## INPUT MATERIAL
==================================================
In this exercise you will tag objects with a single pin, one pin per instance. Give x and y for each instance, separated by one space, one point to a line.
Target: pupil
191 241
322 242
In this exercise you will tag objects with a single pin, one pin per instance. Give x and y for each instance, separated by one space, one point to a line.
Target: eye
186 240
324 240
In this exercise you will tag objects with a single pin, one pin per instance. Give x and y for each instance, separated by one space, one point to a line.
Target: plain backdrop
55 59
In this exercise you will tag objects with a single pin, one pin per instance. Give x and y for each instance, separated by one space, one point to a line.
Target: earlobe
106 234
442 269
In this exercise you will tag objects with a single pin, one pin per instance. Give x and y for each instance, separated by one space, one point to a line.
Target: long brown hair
==================================================
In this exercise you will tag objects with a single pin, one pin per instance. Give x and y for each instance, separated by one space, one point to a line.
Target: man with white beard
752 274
==================================================
## WORK INSTRUCTIONS
Set down again, word for word, the stretch of records from the line with "Target: eye" to the line with "Target: long brown hair", both of those lines included.

## ANSWER AREA
Target: eye
186 240
324 240
In this exercise you will tag objects with a single pin, one pin per instance. Give x and y for each instance, separated by one space, one point to a line.
Target: plain backdrop
55 59
In this exercise you will tag objects with a single pin, one pin per instance. Give x and y for each instance, separated by one space, one point to a line.
Target: earlobe
106 234
442 269
In this exercise you will tag objects with a single pin, one pin per instance. Give x and y for each instance, separated by one space, one point to a line.
Target: long brown hair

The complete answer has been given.